● WHAT TO WORK ON
1. Answer these questions using the parking claims below:
(a) According to claim 13, what condition must the break point satisfy?
(b) According to claim 16, what three means can the user use to initiate the continuation of the parking process?
(c) According to claim 18, what controls the blinking frequency of the lighting device?
2. For each statement, decide whether it agrees with the parking claims below. Give yes or no, along with the exact words from the claims that decide it.
(a) Claim 15 takes the seat occupation of the vehicle into account when determining the trajectory and the break point.
(b) Claim 17 displays the driving direction on a screen inside the vehicle.
(c) Claim 12 initiates and carries out the continuation of the parking process from inside the vehicle.
3. Continue the parking claims below, starting after claim 18.

11. The method of claim 10, wherein the continuation of the parking
process to completion into the target position is activated by the
user of the vehicle after the break point.
12. The method of claim 10, wherein the continuation of the parking
process to completion into the target position is initiated and
carried out outside the vehicle after the break point.
13. The method of claim 10, wherein the break point of the vehicle
for the disembarking of a user is determined such that the vehicle
doors are opened without collision at the break point.
14. The method of claim 10, wherein the trajectory and the break
point for the disembarking of a user is determined and adapted such
that a predetermined distance to the detected objects is
maintained.
15. The method of claim 10, wherein the trajectory and the break
point for the disembarking of the user is determined and adapted by
considering seat occupation of the vehicle.
16. The method of claim 10, wherein the continuation of the parking
process to completion into the target position is initiated by the
user after the break point using a mobile operating unit, a voice
control device, or a gesture recognition device.
17. The method of claim 10, wherein a driving direction of the
vehicle is displayed by a lighting device on the vehicle during the
parking process.
18. The method of claim 17, wherein a blinking frequency of the
lighting device of the vehicle is controlled depending on a
distance to the detected objects.

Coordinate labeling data
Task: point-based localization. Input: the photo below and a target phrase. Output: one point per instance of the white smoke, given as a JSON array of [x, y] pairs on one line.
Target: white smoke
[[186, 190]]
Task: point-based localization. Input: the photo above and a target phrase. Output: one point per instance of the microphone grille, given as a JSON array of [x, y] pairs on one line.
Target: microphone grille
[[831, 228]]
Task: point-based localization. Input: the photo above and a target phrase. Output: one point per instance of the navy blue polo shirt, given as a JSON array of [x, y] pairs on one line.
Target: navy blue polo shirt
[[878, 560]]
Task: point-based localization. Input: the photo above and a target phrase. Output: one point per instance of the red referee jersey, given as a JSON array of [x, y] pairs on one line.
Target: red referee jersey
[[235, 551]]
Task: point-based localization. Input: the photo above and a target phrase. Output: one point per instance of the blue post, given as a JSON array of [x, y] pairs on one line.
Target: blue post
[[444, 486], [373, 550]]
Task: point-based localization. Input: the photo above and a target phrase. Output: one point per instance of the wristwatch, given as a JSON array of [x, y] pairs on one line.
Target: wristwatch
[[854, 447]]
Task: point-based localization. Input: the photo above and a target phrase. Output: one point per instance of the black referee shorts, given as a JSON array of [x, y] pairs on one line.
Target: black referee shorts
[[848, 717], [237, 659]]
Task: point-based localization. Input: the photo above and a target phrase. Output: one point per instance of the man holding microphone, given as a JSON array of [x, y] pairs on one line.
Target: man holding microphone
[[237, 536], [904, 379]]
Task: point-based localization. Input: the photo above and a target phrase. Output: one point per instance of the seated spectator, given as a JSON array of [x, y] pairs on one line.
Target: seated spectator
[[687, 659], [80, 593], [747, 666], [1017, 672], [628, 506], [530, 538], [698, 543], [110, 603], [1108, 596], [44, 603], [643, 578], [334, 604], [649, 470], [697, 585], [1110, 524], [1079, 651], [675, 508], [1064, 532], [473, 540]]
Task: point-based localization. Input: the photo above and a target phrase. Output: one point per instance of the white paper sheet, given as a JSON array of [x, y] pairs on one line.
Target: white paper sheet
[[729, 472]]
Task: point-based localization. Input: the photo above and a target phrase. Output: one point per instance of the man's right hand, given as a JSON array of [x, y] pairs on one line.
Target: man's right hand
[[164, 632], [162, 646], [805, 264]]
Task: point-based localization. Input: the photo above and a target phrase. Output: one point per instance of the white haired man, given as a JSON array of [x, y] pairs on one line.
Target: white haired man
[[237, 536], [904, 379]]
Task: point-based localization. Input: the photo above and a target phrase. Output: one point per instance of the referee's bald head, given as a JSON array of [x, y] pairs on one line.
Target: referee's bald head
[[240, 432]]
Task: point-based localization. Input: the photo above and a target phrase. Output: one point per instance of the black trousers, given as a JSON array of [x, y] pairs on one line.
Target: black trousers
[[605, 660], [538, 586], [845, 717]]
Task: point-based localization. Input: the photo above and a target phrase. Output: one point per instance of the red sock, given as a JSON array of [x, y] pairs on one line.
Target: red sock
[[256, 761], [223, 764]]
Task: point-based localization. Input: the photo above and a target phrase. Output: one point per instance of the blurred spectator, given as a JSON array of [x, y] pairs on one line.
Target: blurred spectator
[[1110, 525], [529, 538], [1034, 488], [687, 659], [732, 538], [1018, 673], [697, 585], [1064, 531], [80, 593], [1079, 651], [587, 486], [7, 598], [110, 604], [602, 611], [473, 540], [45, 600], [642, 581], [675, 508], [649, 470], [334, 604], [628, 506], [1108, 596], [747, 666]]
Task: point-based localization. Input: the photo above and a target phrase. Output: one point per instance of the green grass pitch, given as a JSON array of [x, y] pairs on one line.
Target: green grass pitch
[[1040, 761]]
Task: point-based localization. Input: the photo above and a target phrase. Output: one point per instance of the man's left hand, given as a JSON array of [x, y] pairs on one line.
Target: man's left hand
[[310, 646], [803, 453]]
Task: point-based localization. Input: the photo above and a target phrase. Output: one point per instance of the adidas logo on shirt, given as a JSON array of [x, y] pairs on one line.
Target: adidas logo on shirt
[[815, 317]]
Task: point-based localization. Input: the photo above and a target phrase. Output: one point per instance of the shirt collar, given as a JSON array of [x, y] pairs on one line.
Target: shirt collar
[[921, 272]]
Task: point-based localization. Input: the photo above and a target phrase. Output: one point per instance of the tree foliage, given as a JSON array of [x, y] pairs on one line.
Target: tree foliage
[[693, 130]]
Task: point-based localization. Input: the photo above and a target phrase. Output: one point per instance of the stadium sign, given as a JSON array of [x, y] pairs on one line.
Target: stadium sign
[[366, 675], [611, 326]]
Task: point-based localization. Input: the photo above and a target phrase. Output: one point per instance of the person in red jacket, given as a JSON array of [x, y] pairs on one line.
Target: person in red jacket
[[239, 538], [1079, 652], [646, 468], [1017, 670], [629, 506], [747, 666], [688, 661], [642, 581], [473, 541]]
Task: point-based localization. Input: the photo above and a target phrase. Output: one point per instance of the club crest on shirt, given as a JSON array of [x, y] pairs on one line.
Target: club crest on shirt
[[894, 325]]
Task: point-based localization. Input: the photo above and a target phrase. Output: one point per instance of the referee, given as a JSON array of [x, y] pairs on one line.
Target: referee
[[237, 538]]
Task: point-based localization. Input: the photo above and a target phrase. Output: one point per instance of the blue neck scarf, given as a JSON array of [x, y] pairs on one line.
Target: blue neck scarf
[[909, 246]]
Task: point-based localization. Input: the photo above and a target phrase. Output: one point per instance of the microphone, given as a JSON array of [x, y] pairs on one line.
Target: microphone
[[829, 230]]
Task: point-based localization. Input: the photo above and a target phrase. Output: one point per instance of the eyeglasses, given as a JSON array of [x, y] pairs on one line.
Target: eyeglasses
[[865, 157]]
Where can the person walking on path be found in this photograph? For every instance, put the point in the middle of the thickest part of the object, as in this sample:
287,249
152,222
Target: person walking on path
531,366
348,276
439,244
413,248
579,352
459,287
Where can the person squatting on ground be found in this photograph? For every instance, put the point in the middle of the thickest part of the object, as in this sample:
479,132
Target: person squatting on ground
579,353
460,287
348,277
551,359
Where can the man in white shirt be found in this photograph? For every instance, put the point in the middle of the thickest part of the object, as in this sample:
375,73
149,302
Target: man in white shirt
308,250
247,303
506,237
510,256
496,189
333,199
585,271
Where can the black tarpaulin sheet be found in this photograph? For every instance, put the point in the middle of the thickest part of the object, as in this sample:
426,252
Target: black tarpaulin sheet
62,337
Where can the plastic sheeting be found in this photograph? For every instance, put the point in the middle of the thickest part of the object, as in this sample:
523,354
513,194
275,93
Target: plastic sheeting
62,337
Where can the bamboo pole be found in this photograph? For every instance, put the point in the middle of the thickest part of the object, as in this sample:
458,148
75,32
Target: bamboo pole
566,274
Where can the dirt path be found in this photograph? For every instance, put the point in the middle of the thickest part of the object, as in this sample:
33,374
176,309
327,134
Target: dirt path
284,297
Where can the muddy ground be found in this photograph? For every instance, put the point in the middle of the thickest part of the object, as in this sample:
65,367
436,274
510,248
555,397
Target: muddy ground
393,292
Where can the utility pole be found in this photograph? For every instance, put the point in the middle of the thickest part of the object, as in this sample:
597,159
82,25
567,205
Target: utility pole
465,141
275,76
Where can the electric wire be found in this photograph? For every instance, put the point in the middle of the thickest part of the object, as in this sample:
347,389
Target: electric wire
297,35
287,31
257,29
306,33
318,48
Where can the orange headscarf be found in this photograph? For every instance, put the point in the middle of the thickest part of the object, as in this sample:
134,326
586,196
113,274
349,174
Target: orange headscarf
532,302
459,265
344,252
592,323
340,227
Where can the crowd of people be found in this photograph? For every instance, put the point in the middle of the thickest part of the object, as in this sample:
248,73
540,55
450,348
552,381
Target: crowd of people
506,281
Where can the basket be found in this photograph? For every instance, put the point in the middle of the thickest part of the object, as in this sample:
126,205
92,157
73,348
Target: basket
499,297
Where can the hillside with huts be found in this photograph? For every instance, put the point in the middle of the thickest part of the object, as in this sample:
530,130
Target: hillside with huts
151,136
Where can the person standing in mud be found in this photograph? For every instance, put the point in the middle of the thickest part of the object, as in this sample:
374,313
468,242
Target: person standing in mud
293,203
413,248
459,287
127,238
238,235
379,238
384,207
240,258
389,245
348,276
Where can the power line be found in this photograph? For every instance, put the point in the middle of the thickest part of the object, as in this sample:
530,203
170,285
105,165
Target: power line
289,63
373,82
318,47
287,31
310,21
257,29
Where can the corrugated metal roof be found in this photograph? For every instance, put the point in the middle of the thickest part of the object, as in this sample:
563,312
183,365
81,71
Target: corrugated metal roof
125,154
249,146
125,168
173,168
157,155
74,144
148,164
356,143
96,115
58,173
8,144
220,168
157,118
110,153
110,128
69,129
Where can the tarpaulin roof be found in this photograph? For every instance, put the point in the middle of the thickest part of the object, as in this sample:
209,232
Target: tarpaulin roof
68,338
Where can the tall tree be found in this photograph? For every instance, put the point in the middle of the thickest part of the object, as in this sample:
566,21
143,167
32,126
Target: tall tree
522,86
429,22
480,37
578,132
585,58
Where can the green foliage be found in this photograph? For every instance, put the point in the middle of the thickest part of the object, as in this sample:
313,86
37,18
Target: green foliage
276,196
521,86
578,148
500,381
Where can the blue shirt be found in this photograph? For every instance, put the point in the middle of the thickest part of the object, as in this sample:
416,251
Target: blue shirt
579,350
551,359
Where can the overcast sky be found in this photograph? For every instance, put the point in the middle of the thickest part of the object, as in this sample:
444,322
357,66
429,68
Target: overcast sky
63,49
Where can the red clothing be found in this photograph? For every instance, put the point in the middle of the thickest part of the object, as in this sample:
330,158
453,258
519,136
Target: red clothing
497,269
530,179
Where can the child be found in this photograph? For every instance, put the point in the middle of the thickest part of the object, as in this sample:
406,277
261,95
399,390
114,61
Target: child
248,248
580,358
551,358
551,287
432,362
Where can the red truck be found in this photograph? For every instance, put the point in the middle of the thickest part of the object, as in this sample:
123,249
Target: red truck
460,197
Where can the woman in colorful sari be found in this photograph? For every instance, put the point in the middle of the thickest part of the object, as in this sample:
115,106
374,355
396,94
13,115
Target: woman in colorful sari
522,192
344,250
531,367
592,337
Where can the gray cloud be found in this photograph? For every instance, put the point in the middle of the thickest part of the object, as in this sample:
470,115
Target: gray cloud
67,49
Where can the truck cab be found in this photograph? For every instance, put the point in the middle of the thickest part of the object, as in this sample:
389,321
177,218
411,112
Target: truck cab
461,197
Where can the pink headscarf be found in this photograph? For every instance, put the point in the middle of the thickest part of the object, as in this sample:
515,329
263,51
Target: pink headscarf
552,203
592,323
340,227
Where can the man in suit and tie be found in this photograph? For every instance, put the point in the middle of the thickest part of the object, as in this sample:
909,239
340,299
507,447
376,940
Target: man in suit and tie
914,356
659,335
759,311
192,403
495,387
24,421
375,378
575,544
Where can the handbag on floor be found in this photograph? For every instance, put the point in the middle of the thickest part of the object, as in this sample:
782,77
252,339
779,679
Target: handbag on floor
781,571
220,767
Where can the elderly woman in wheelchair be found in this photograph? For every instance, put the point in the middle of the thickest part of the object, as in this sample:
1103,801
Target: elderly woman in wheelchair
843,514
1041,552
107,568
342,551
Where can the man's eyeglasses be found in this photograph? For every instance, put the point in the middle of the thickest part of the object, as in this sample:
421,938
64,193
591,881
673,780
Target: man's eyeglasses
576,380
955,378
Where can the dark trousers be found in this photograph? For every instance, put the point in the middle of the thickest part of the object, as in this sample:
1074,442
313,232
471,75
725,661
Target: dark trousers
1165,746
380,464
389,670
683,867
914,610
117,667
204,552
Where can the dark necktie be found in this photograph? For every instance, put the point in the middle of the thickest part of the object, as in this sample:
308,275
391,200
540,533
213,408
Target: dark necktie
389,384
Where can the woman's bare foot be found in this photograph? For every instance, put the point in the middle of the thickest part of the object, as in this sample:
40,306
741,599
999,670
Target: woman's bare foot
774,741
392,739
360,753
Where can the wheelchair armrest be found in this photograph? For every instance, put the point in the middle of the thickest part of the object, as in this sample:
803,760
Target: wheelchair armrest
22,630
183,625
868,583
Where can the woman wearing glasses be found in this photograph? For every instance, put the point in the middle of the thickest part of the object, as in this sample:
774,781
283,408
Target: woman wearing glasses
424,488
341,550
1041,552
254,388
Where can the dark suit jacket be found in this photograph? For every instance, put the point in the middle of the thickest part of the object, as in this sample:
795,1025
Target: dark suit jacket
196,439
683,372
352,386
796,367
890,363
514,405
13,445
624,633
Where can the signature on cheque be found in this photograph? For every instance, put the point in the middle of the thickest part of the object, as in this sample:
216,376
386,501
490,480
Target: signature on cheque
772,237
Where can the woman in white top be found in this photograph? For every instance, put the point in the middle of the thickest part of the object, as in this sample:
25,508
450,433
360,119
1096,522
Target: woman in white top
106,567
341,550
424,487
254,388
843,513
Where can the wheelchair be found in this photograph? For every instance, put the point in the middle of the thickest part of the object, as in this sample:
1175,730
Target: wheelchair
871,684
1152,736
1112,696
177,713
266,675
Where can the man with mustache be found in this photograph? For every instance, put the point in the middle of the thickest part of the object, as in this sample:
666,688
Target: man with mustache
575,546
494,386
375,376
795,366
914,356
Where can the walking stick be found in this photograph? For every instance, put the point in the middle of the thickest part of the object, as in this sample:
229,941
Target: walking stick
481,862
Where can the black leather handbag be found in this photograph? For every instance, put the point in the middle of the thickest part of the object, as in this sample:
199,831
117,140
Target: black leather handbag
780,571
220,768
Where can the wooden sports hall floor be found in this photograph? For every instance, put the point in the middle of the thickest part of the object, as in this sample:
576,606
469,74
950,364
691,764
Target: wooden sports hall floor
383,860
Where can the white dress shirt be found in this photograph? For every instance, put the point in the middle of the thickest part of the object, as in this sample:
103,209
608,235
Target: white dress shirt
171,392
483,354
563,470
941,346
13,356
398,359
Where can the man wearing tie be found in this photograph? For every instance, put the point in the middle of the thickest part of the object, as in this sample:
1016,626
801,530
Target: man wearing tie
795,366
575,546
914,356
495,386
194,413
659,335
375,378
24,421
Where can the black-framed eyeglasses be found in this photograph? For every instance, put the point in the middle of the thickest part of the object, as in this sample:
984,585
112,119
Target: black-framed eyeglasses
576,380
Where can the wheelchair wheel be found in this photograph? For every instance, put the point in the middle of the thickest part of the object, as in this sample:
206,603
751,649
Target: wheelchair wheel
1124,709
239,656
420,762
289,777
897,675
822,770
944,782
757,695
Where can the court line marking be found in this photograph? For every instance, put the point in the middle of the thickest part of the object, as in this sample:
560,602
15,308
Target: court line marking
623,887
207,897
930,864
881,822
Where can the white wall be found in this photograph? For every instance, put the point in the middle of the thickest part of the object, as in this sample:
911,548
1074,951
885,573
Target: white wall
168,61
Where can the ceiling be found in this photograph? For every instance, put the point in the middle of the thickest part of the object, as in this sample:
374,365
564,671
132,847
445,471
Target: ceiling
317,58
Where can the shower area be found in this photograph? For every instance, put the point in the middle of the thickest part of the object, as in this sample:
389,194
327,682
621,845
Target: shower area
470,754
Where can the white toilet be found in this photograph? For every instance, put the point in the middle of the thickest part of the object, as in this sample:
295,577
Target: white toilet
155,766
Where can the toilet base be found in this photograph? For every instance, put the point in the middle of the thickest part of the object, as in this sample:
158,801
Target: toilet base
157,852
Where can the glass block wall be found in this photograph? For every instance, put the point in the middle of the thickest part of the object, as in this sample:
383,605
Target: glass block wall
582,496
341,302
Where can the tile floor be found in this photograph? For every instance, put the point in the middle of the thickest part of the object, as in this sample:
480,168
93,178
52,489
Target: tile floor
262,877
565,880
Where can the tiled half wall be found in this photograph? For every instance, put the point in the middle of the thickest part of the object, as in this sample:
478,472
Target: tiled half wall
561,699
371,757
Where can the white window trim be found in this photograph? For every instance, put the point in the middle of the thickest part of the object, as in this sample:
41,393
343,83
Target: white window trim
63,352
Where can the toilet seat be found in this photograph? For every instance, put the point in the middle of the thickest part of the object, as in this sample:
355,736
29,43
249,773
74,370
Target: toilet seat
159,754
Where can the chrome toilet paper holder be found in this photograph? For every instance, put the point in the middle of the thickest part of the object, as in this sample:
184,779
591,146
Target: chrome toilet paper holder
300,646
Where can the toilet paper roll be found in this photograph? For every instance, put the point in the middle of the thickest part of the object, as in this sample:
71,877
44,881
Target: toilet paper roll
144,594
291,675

● ANSWERS FOR THE TASKS
1.
(a) The break point must be determined so that the vehicle doors can be opened without collision at the break point.
(b) A mobile operating unit, a voice control device, or a gesture recognition device.
(c) The blinking frequency depends on the distance to the detected objects.

2.
(a) Yes: "determined and adapted by considering seat occupation of the vehicle"
(b) No: "displayed by a lighting device on the vehicle during the parking process"
(c) No: "initiated and carried out outside the vehicle after the break point"

3.
Description
BACKGROUND AND SUMMARY OF THE INVENTION
[0001] Exemplary embodiments of the invention relate to method for
carrying out a process of parking a vehicle by means of a driver
assistance system. The method involves detecting objects in an
environment of the vehicle and their respective relative positions
with respect to the vehicle. A target position and a trajectory to
the target position are then determined by considering the
detection of the environment and relative position. Subsequently,
the parking process along the determined trajectory is carried out
by means of a control device, wherein the trajectory is adapted
during the implementation of the parking process, considering the
continuously detected environment objects.
[0002] The parking spaces and garages for vehicles are often
designed to be small due to the limited parking situation in cities
and car parks. If a vehicle is parked, for example, in a parking
space between two stationary vehicles at the sides, the doors of
the vehicle can often only be opened at a comparatively small angle
and the vehicle user can only leave the parked vehicle with
difficulty.
[0003] In the last few years, automatic and autonomous solutions
have been developed to address this problem. Therein, the user of
the vehicle can disembark in front of the parking space and can
then initiate the autonomous parking procedure via radio. For this
there are two solutions. In the first solution, the vehicle can
only be moved straight forwards and straight backwards. In the
second solution, the parking space and the surroundings of the
vehicle are detected by means of suitable sensor devices. The
vehicle can park autonomously in this detected parking space.
[0004] German patent document DE 102 06 763 A1 discloses a method
to park a vehicle in which the obstacles in the environment of the
vehicle are detected. Both the distances of the vehicle to the
obstacles and the length or width of a parking space are
determined. Sensors are used both for parking space determination
and for distance measurement. In the case of falling below a
predetermined distance to an obstacle, a warning signal is emitted
to the driver.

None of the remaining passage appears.